◆ **Given passage**
-- START --

Roque Federizon Lee, known professionally as Roxlee is a Filipino animator, filmmaker, cartoonist, and painter. Considered by many to be the godfather of young Filipino filmmakers, Roxlee is best known for creating Cesar Asar with his brother, Monlee. Apart from the Lee brothers is their nephew Topel Lee, an audiovisual director of GMA Networks.

Lee began as a cartoonist, first contributing cartoons to Jingle Magazine. Shortly after, he created the comic strip Cesar Asar for Manila Bulletin in collaboration with his brother, Monlee, from 1980 to 2000.
Lee is one of the founding members of Animagination, which has now evolved into Animahenasyon and Sinekalye, a group of filmmakers taking films and music into the street. 
His surreal humor, edgy approach, and originality have been praised by many critics. In the 1980s, his works were done in super-8 film, divided between hand-drawn works like The Great Smoke  and pixelated live-action pieces like Juan Gapang. Although he has not worked in the animation industry, Roxlee’s independent approach to filmmaking has influenced a generation of younger animators, many of whom took up courses at the Mowelfund Film Institute in the 1980s and 1990s. Additionally, he has amassed a cult following in places like Western Europe, Japan, and Singapore. Lee is also into oil painting and has currently finished a book titled Cesar Asar in the Planet of the Noses, a collection of his cartoons and short stories.

-- END --

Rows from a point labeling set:

-- START --

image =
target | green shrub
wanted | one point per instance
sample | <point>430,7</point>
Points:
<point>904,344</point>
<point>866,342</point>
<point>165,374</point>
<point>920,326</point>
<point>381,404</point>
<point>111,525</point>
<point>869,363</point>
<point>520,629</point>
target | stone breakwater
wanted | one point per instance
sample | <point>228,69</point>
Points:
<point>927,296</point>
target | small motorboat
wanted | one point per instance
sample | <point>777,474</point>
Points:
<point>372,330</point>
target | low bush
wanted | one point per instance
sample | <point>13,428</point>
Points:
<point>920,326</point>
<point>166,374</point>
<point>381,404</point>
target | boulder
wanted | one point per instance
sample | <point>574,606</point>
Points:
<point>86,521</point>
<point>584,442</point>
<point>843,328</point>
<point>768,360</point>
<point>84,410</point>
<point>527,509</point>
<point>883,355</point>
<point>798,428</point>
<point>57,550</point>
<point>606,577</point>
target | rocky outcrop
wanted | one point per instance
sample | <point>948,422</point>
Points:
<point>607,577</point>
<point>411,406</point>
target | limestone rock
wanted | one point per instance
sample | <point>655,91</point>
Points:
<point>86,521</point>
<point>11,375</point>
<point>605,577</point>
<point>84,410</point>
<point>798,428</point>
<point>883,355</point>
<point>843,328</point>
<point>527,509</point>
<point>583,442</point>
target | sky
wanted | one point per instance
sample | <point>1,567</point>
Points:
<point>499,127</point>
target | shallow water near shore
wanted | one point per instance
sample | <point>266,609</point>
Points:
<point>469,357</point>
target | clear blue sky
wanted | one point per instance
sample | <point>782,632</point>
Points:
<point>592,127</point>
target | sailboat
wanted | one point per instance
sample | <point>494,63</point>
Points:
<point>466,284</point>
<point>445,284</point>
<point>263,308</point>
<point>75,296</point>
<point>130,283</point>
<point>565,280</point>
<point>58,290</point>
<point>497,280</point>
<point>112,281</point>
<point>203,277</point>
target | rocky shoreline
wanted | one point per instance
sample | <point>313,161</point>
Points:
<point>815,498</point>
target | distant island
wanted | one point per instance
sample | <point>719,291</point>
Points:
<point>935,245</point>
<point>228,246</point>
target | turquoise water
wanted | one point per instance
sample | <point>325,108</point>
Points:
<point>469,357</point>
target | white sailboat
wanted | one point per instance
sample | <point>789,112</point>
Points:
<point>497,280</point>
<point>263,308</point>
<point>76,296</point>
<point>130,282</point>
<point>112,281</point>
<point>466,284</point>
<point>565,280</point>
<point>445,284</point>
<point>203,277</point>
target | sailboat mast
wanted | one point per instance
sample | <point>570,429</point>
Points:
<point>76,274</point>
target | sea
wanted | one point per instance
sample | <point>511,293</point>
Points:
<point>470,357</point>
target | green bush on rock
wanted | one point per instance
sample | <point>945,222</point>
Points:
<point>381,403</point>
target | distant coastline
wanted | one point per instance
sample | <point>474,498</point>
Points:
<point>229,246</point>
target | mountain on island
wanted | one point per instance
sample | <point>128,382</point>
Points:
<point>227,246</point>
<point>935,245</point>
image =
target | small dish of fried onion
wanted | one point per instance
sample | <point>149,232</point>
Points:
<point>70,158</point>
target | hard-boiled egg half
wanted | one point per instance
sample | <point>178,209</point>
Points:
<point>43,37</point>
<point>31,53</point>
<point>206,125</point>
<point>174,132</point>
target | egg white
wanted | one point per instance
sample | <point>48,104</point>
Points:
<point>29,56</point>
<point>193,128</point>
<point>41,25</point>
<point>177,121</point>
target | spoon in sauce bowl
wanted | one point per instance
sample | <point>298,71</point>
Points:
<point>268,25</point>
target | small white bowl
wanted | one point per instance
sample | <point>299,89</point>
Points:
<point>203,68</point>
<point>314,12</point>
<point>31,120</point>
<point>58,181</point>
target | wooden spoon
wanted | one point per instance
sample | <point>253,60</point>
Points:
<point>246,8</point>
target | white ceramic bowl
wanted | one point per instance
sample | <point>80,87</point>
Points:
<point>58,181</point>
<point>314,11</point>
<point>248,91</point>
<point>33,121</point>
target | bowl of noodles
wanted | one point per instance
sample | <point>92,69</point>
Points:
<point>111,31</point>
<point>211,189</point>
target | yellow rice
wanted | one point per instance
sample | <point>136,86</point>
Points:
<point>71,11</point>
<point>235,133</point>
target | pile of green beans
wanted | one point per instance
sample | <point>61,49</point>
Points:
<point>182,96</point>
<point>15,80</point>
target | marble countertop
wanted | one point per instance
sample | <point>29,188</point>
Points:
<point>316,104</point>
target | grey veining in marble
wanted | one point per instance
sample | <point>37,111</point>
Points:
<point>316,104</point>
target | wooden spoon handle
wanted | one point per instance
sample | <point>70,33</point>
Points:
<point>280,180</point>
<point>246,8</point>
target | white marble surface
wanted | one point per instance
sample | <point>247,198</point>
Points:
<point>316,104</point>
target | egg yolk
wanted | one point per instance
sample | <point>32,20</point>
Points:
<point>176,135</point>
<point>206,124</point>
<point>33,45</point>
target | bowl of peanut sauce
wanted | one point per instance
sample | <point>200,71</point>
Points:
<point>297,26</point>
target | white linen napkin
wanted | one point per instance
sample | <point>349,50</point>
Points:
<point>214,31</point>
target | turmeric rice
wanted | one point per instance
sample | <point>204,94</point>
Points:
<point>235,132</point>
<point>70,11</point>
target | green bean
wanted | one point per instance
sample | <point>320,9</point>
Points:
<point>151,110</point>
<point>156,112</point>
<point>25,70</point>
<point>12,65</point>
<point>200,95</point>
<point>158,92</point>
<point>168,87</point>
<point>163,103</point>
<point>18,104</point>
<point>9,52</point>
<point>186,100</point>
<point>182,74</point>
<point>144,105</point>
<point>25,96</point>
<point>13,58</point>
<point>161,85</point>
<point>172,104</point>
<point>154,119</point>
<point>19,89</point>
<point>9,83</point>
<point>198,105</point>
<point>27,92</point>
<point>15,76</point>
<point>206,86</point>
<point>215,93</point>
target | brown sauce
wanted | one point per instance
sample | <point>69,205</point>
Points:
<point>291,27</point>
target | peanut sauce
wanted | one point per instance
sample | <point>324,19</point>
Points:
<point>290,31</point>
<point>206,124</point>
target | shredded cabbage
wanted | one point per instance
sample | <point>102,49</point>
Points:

-- END --

◆ **Objectives**
A. In the passage about Roxlee, what magazine did he first contribute cartoons to?
B. Continue the passage about Roxlee from its last sentence.

◆ **Final results**
A. Jingle Magazine

B.
Major works and exhibitions 

 1989 - "Spit/Optik" Premieres in Berlinale Forum Section with 8 other RP short films
 1990 - Selection of Roxlee films in "No-Budget Film Festival" in Hamburg, Germany 
 1990 - Retrospective in Hamburg, Germany
 1992 - Roxlee retrospective at Image Forum (Tokyo's Premier Experimental Film Art House) 
 1992 to 1993 - Fellowship Grant in Tokyo, Japan
 1994 - Roxlee retrospective at 18th Hong Kong International Film Festival
 1995 - Roxlee retrospective at Animagination, First Filipino Animation Festival, CCP 
 2004 - Exhibition of over 50 Cartoon Paintings at Singapore International Film Festival 
 2009 - "Green Rocking Chair" in Rotterdam and Singapore International Film Festival
 2008 - Filipino participant at Busan Bienalle Art Festival 
 2011 - A Twist of the Past for the Present + Heat Studies - University of the Philippines Film Center 
 2012- Along with other Filipino artists at Sharjah Bienalle
 2019 - RETROX (Roxlee Retrospective) - UPFI Film Center
 2019 - Kaliskis (Oil Painting Exhibition) - Mono 8 Gallery

Organizational affiliations and positions 

 1978 to 1980 - Cartoonist for Jingle Magazine
 1995 to 1997 - Cartoonist for 1st Yamagata International Film Festival
 1980 to 2000 - comic strip contributor ("Cesar Asar") at Manila Bulletin
 2001 to 2004 - Executive Committee Member of National Committee on Cinema - NCCA (National Commission for Culture and the Arts)

Honors and awards

 1982 to 1985 - Annually won at Experimental Cinema of the Phils. (ECP)
 1986 - Honorable Mention - Experimental Short Film - Kelibia Short Film Festival, Tunisia
 1987 to 1992 - Annually won at Gawad CCP (Cultural Center of the Phils.' Short Film Contest)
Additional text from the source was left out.